** Ejercicio 1 **
En el texto sobre el origen de la Pelopincho, ¿cómo se llamaba la primera marca de tapicería de los hermanos Benvenutti?
** Ejercicio 2 **
Transcribe del texto sobre la Pelopincho todo lo que va desde "Estaban empecinados con" hasta "hijo de Adolfo.", sin cambiar nada.

** Texto extraído **
************

Tiene sentido que la Pelopincho haya surgido de dos tapiceros de autos que vieron en el calor húmedo y descontrolado un negocio seguro. Aunque nadie, ni siquiera ellos, concibieron en sus inicios el impacto que generaría. Así inició “la revolución de los acalorados”, como le llama Liliana. Después de eso, nunca un enero volvió a ser igual.
Los tapiceros Benvenutti
Adolfo y Roberto son parte de una familia de inmigrantes toscanos que se habían instalado en Santa Fe capital a fines del siglo XIX. Crecieron con poco, junto a tres hermanos más, y desde muy jóvenes tuvieron que buscar trabajo. A los 14 años, Bucando trabajo, Adolfo consiguió que lo tomaran en una tapicería en Moisés Ville, un pueblo a 177 km de Santa Fe capital. “Aprendió a hacer sillones, alfombrados, tapizar autos e incluso capitoné”, lista Leonardo Benvenutti (40), hijo de Roberto. “La mayoría de las personas en esa época querían trabajar en fábricas y ellos tenían su mente enfocada en crear una”, agrega.
Estaban empecinados con poner un local para tapizar autos. “Adolfo trabajaba en un pueblo cercano, y en los tiempos libres se dedicaba a recorrer todas las localidades que se encontrara de camino a casa”, recuerda Fabrizio Benvenutti (54), hijo de Adolfo.
A mediados de los 60, los hermanos encontraron un galpón alargado, de ladrillos rojos y tejado de lámina sobre la calle Presidente Perón 145, en San Carlos Centro, un pueblo industrial de menos de 4000 habitantes a 50 kilómetros de la capital. En ese lugar fue que arrancaron su primer marca de tapicería: “Sufunda”.

************

** Datos guardados **
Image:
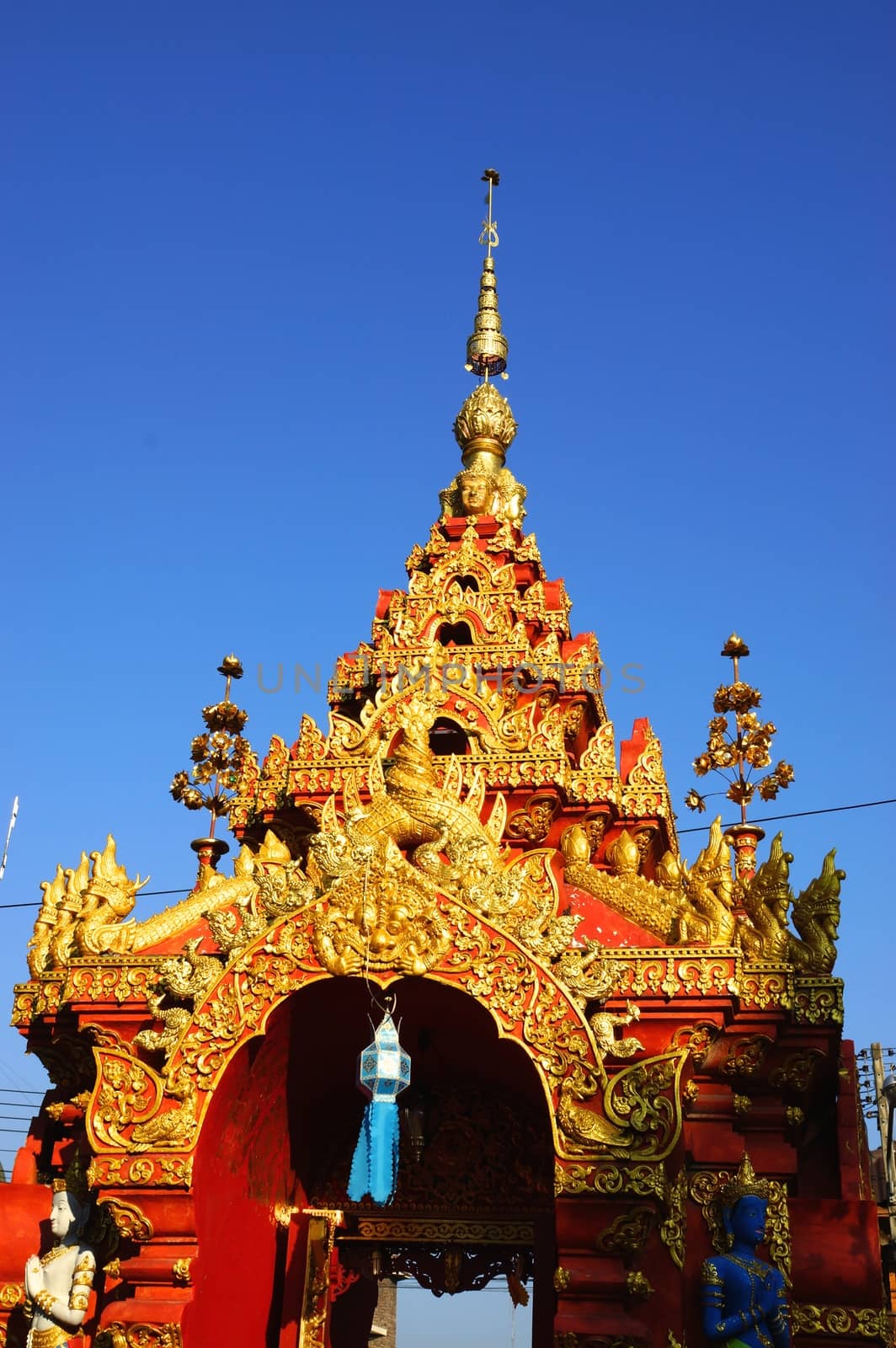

************

** Respuesta escrita 1 **
Se llamaba "Sufunda".

** Respuesta escrita 2 **
Estaban empecinados con poner un local para tapizar autos. “Adolfo trabajaba en un pueblo cercano, y en los tiempos libres se dedicaba a recorrer todas las localidades que se encontrara de camino a casa”, recuerda Fabrizio Benvenutti (54), hijo de Adolfo.